**THE PROBLEM:**
In the interview transcript, what did the speaker describe as the key block to succeeding with their addiction?

**SOURCE EXTRACT:**
- Opening Delimiter -

So, do you think that your personal experience and your upbringing, um, experience with self-medic education? And do you think that because of your um lived experience you were able to recognize what she was experiencing in that moment? And how has that um experience influenced your approach to therapy as you practice it now?

SPEAKER_02:

Yes, I think that lived experience as a as a person, you know, understanding another person. I mean, we can have empathy for things that we haven't experienced, but I think that I had gone into some very, very dark depressions during my time. And so I'm not scared of that place with somebody else. Do you know what I mean? And I know that it's possible, I know how important it is to be understood and to be seen. Um, so I think that that influenced that. And um, yeah, from that moment, I think I'd started to obviously I'd been working on my own addiction and I'd was researching at that time. I still hadn't become completely sober. I'd had some you know events around it, but obviously I was I'd been working on it since I first started drinking, you know, I knew it was but the key problem, the key uh block for me succeeding was because I believed I should do it on my own. I believed I could find the answers on my own and do it alone. And and that is certainly not my experience. You know, I I I've needed to join with other people and and follow a pathway that has been laid down that many of us belong. So the the other part of your question of how it's influenced my work, I think one of the I think this interesting to have this third person in a meal between therapist and a client so that we've got this vehicle that we can talk through. And it has felt very quite unthreatening actually to talk through something else. And then there's the practicality of you know, I can have my eyes down chopping, and I'm not eyeballing that person, I'm not demanding from them. You know, is it quite a natural human task? Is it very natural human task there is? And so I think that calms the nervous system. So it and I think that because we were both had this job to do. So what happened when we were stirring that sauce? I guess that at any point I could leap out of that deep conversation and back into stirring a cheese sauce. Yeah. And I do find that that works really well, especially with younger people, that I don't have to stay at this high intensity pitch and that I can move in and out of something practical and something real. And there's probably more that I could say around that. Do you want me to carry on or shall I stop there?

SPEAKER_03:

Yeah, I mean, because you know what, I I've experienced it too. I think younger um individuals um they respond more to accessibility. And when they don't have to outwardly communicate, you know, if they can do it on their terms per se, you're shopping, you're mixing, um, they will they respond accordingly. Or, you know, like they I would say in that the eye-to-eye contr the eye contact is what is I've noticed that's all often troubling to them. So I think they can get in their zone, but then still try to have a conversation. So I think there's value in in what you've said about, you know, just stirring and mixing and chopping, but then still facilitating a conversation.

- Closing Delimiter -

Recorded data
- Opening Delimiter -

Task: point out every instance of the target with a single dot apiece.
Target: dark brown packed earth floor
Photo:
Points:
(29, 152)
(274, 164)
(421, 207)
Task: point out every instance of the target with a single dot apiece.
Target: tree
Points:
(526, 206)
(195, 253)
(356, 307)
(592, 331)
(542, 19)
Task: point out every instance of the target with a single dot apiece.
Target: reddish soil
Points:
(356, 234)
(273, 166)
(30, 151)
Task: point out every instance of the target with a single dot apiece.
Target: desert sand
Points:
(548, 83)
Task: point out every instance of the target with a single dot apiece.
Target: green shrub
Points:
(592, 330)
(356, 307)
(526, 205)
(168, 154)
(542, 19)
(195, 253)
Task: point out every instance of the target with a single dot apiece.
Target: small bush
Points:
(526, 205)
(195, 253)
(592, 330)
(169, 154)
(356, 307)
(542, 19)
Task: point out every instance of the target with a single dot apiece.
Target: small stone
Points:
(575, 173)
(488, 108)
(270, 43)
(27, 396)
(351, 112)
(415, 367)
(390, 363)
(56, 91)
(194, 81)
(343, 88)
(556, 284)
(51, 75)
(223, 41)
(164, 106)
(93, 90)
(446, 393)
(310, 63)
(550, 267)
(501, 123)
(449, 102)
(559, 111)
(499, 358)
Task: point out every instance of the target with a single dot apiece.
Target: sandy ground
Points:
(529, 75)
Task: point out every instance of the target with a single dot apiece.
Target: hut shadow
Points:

- Closing Delimiter -
- Opening Delimiter -

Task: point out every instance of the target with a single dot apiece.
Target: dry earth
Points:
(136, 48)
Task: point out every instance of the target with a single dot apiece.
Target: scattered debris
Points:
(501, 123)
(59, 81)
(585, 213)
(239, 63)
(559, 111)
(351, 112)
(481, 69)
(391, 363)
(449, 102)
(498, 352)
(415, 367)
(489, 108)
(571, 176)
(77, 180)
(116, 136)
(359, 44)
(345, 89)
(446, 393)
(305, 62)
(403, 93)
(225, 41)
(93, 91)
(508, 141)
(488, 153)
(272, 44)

- Closing Delimiter -

**TASK ANSWER:**
Believing they should do it on their own.